>> BEGIN Given data

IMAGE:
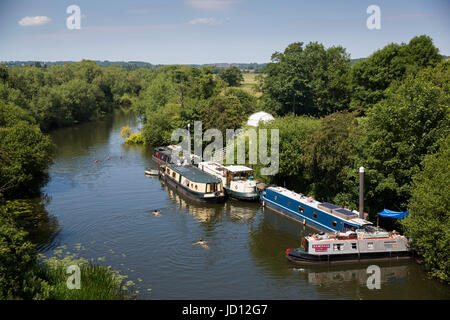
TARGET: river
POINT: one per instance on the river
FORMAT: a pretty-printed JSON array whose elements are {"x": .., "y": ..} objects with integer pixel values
[{"x": 104, "y": 212}]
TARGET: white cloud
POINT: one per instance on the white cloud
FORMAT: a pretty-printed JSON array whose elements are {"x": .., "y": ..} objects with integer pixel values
[
  {"x": 34, "y": 21},
  {"x": 204, "y": 21},
  {"x": 211, "y": 4}
]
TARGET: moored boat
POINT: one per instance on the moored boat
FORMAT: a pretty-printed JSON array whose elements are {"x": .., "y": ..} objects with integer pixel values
[
  {"x": 368, "y": 243},
  {"x": 151, "y": 172},
  {"x": 320, "y": 216},
  {"x": 193, "y": 183},
  {"x": 237, "y": 180}
]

>> END Given data

▶ Instruction: Every line should be retyped exactly, with the pictures omitted.

▶ Complete answer:
IMAGE:
TARGET: river
POINT: one per instance on the river
FORMAT: a pretty-printed JSON array whose elements are {"x": .., "y": ..} objects with integer pixel values
[{"x": 104, "y": 212}]
TARGET: white cloud
POINT: one per instance on the white cloud
FORMAT: a pretty-printed JSON array whose elements are {"x": .., "y": ..} objects with integer pixel values
[
  {"x": 34, "y": 21},
  {"x": 204, "y": 21},
  {"x": 211, "y": 4}
]
TARGET: moored boat
POINT: one per instance on the moored boat
FORMAT: a pretty-printed JSON array whose elements are {"x": .., "y": ..} objects with integer pixel values
[
  {"x": 368, "y": 243},
  {"x": 151, "y": 172},
  {"x": 320, "y": 216},
  {"x": 193, "y": 183},
  {"x": 237, "y": 180}
]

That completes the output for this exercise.